Select each line below that contains the word "purple" and reproduce those lines in full.

* [Given records]:
· · · ·
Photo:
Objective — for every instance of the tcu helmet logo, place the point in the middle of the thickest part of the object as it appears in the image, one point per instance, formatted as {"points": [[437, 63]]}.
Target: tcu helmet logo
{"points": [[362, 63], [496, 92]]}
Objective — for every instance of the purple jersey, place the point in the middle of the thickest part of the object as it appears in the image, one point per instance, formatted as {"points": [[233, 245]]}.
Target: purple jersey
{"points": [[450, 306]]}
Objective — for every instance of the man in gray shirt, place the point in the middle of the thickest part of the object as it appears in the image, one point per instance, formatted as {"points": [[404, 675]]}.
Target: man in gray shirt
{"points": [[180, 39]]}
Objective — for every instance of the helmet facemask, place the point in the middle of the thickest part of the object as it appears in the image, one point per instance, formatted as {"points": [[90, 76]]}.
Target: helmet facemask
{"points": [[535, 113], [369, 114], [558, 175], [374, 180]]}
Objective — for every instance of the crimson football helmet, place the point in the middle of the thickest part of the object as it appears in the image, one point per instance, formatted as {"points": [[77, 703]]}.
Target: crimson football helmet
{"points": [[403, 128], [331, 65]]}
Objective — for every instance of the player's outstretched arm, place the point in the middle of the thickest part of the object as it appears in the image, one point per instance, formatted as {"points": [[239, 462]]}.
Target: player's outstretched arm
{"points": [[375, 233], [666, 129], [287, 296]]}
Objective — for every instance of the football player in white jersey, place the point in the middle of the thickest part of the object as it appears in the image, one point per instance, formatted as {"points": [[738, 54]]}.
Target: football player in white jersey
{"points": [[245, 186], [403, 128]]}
· · · ·
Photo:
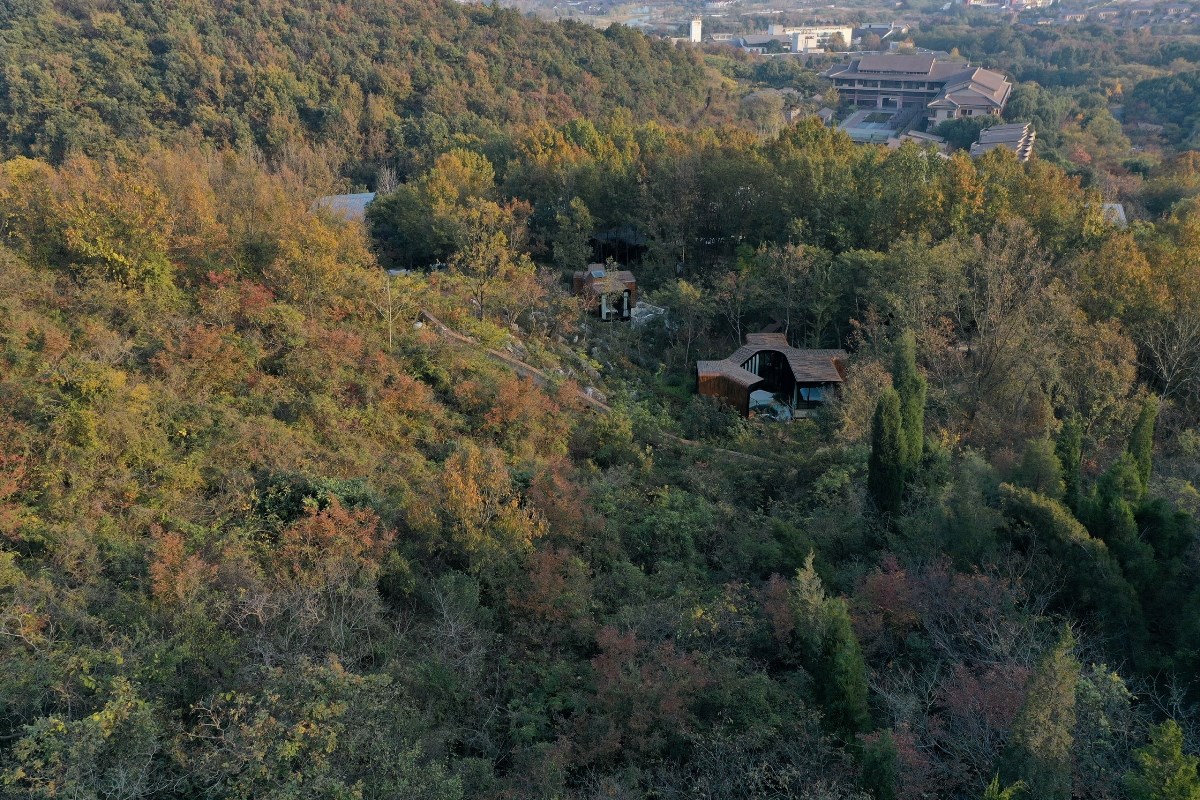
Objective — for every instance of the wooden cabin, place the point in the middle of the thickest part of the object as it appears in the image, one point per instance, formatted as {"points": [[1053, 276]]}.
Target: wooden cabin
· · · ·
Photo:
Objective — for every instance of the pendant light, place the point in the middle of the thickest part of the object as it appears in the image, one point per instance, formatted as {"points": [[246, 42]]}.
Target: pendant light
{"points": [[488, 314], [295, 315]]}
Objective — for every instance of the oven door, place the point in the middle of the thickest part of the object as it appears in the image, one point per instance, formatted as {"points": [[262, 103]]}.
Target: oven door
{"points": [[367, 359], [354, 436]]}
· · · ·
* [Output]:
Objective — for every instance of the purple jersey, place the point in the middle of the thickest part of the object as it appears in the image, one point per instance, formatted as {"points": [[233, 245]]}.
Target: purple jersey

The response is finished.